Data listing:
···

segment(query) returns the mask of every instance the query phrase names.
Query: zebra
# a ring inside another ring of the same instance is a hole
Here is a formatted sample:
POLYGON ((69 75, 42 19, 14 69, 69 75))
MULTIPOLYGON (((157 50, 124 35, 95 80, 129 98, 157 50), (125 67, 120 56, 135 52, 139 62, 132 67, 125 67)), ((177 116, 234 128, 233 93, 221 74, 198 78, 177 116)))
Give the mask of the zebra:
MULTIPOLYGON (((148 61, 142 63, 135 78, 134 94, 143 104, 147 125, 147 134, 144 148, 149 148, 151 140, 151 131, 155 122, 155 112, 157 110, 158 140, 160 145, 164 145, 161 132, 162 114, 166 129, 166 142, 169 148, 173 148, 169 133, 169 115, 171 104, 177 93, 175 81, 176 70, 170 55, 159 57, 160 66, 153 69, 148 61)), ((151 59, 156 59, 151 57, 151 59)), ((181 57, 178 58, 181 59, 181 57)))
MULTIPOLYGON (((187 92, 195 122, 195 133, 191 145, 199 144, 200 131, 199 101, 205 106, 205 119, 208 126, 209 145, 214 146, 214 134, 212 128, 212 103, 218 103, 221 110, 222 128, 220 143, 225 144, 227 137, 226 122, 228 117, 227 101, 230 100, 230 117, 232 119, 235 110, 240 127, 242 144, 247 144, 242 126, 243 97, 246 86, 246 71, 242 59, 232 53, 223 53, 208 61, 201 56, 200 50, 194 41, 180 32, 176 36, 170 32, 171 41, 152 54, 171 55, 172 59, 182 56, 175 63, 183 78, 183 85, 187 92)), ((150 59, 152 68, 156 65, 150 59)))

···

Extract all the material, leaving every line as it is.

- [FINISHED TASK]:
segment(query) returns the mask of every instance the query phrase names.
Query: zebra
# a ring inside another ring of the same instance is a hole
Here is a formatted sample:
POLYGON ((69 75, 42 19, 14 69, 69 75))
MULTIPOLYGON (((157 50, 124 35, 95 80, 129 98, 157 50), (125 67, 120 56, 135 52, 139 62, 132 67, 125 67)), ((177 116, 234 128, 233 93, 221 74, 198 78, 177 116)))
Give the mask of the zebra:
MULTIPOLYGON (((148 61, 142 63, 135 78, 134 94, 143 104, 147 125, 147 134, 144 148, 149 148, 151 140, 151 131, 155 122, 155 112, 157 110, 158 140, 160 145, 164 145, 161 132, 162 114, 166 129, 166 142, 169 148, 173 148, 169 133, 169 115, 171 104, 177 93, 175 81, 176 70, 170 55, 159 57, 160 66, 153 69, 148 61)), ((151 59, 156 59, 151 57, 151 59)), ((181 57, 178 58, 181 59, 181 57)))
MULTIPOLYGON (((187 92, 195 122, 195 133, 191 145, 199 144, 200 131, 199 101, 205 106, 205 119, 208 126, 209 145, 214 146, 214 134, 212 128, 212 103, 218 103, 221 110, 222 128, 220 143, 225 144, 227 137, 226 122, 228 117, 227 101, 230 100, 230 117, 232 119, 235 110, 240 127, 242 144, 247 144, 242 126, 243 97, 246 86, 246 71, 242 59, 232 53, 223 53, 208 61, 201 56, 200 50, 194 41, 180 32, 176 36, 170 32, 171 41, 152 54, 171 55, 172 59, 182 56, 175 63, 183 78, 183 85, 187 92)), ((150 59, 152 68, 156 65, 150 59)))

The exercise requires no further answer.